THE TASK: Below are some entries. Copy each line that holds the string "pier".

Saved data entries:
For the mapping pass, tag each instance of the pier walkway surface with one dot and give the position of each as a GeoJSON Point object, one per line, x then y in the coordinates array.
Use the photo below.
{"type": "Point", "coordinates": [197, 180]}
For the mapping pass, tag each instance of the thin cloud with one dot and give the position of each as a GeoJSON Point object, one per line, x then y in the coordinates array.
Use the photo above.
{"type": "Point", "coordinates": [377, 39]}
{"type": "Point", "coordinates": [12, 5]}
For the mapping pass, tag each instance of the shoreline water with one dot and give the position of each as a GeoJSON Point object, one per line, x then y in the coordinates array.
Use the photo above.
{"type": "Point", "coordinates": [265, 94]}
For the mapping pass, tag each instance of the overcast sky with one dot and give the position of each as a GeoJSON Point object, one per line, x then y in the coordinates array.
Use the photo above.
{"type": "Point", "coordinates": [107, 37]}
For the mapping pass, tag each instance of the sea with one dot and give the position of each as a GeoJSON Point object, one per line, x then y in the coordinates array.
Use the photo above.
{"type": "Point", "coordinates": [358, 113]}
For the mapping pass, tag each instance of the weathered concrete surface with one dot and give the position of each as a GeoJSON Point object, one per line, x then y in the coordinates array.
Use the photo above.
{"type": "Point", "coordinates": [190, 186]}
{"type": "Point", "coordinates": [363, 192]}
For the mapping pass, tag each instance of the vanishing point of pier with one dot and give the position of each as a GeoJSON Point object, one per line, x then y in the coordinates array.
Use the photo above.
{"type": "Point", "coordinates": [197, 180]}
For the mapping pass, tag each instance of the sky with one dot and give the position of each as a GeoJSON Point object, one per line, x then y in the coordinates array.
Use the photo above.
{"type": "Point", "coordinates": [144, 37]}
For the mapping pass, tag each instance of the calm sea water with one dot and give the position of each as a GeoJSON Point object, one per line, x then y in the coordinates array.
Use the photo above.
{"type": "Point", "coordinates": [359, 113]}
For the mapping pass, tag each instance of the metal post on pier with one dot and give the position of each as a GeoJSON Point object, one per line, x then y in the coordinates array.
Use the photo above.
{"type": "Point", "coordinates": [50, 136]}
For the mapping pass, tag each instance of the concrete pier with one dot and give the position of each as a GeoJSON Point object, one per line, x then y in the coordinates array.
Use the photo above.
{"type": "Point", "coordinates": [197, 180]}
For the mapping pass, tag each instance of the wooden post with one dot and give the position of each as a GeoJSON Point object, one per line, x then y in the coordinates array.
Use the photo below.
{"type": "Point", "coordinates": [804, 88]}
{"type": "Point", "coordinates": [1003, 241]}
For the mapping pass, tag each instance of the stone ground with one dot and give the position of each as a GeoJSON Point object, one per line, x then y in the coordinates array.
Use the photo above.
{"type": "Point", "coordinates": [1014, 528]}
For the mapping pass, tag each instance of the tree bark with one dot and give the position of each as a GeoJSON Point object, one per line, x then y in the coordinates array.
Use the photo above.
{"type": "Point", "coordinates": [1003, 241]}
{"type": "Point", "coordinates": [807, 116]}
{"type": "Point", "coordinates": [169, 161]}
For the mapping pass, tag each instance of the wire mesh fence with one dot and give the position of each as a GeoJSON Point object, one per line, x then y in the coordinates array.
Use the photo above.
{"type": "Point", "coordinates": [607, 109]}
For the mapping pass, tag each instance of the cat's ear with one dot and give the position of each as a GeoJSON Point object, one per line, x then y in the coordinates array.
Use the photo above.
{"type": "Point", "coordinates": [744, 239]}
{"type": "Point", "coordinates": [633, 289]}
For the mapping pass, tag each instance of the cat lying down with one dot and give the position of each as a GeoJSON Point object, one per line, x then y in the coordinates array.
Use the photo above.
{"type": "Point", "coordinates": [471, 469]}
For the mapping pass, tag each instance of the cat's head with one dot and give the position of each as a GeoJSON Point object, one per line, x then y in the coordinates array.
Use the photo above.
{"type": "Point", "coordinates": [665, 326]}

EXERCISE OUTPUT:
For the mapping pass, tag each instance of the pier walkway surface with one dot and give the position of each as a GeoJSON Point object, one per line, x then y in the coordinates array.
For the mapping pass, tag each instance of the vanishing point of pier with one dot and give the position of each as a GeoJSON Point object, one per line, x then y in the coordinates array.
For the mapping pass, tag each instance of the metal post on pier with one dot and give the position of each as a GeoJSON Point object, one per line, x then y in the coordinates array.
For the mapping pass, tag each instance of the concrete pier with one dot and give the position of each as a GeoJSON Point object, one per line, x then y in the coordinates array.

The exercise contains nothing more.